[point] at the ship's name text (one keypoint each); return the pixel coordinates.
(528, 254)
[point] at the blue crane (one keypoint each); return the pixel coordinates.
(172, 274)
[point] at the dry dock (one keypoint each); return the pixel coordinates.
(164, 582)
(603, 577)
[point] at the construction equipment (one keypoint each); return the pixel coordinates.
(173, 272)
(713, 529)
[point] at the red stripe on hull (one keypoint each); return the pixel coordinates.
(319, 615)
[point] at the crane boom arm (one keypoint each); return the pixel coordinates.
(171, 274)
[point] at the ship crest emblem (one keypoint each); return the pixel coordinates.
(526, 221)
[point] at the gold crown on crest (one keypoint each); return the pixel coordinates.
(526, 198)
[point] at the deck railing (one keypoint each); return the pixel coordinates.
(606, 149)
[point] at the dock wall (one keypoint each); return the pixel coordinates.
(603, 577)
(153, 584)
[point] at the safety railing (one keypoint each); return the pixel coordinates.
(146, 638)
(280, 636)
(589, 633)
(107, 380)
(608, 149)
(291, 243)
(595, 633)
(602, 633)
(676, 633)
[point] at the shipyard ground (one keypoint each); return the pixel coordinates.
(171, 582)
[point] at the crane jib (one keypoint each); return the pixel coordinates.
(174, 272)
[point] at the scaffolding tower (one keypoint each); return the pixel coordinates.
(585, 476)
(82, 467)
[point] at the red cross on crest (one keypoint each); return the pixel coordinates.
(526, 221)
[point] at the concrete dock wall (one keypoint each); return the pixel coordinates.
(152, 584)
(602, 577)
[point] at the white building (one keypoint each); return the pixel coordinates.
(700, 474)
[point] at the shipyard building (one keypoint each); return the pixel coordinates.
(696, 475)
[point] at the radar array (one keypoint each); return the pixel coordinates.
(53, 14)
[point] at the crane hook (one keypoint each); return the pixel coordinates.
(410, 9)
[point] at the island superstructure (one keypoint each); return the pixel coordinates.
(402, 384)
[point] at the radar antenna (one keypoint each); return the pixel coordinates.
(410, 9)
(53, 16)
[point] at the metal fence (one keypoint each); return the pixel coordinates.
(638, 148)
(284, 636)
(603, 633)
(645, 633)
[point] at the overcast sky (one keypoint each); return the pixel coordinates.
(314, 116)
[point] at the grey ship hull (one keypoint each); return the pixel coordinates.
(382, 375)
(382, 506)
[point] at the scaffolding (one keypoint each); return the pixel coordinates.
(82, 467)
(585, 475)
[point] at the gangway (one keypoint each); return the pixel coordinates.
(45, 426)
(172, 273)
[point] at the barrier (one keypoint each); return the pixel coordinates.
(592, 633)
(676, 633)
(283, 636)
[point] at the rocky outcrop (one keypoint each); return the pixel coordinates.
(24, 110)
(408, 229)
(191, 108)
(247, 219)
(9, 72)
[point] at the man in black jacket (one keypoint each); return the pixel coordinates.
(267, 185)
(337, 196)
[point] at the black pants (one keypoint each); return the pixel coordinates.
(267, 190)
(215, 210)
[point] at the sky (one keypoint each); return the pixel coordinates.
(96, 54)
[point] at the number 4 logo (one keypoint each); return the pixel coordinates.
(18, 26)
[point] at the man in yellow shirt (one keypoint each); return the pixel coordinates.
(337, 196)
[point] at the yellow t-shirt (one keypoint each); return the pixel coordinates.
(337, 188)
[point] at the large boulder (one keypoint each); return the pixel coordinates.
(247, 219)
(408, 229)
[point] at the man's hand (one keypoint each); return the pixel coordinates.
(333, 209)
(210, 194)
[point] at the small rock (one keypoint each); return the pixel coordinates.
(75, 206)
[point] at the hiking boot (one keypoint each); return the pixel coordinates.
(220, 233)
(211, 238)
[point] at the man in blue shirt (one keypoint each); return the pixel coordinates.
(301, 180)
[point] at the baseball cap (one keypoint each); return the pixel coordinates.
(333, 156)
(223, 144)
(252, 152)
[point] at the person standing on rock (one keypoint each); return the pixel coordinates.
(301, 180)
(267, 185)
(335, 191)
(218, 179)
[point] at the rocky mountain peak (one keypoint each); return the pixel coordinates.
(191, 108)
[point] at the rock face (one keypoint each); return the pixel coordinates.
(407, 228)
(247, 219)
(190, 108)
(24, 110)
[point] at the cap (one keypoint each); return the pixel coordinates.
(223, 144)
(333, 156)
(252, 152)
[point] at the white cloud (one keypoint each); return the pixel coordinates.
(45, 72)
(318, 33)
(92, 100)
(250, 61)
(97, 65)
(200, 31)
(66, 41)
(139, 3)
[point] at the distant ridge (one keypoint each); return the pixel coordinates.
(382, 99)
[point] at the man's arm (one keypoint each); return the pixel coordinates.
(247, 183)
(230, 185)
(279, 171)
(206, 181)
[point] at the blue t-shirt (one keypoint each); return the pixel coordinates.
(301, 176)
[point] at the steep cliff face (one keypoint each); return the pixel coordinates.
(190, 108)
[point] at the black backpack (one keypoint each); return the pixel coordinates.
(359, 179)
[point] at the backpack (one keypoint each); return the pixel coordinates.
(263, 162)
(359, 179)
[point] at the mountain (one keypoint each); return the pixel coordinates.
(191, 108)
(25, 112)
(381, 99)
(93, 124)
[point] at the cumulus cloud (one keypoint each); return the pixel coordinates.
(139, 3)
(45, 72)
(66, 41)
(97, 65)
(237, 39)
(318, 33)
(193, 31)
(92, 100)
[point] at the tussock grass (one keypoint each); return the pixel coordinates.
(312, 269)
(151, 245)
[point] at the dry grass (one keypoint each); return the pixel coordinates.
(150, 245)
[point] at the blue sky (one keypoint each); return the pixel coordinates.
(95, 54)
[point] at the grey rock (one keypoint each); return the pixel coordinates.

§ Objectif
Renomme « backpack » en « rucksack » dans la partie qui commence à la ligne contenant « [point] at the man's arm » et se termine à la dernière ligne. Recopie ces lignes, sans rien changer d'autre.

§ Réponse
[point] at the man's arm (one keypoint each); return the pixel coordinates.
(247, 183)
(230, 185)
(279, 171)
(206, 181)
[point] at the blue t-shirt (one keypoint each); return the pixel coordinates.
(301, 176)
[point] at the steep cliff face (one keypoint each); return the pixel coordinates.
(190, 108)
[point] at the black rucksack (one keypoint each); return the pixel coordinates.
(359, 179)
[point] at the rucksack (one keypoint each); return the pixel coordinates.
(263, 162)
(359, 179)
[point] at the mountain (one keypoint each); return the pixel coordinates.
(191, 108)
(25, 112)
(381, 99)
(93, 124)
[point] at the cumulus cloud (one keypoint each); return the pixel coordinates.
(139, 3)
(45, 72)
(66, 41)
(97, 65)
(237, 39)
(318, 33)
(193, 31)
(92, 100)
[point] at the tussock grass (one keypoint each); return the pixel coordinates.
(312, 269)
(151, 245)
[point] at the dry grass (one keypoint each); return the pixel coordinates.
(150, 245)
[point] at the blue sky (one keypoint each); return the pixel coordinates.
(95, 54)
[point] at the grey rock (one keypoint each); return the pixel coordinates.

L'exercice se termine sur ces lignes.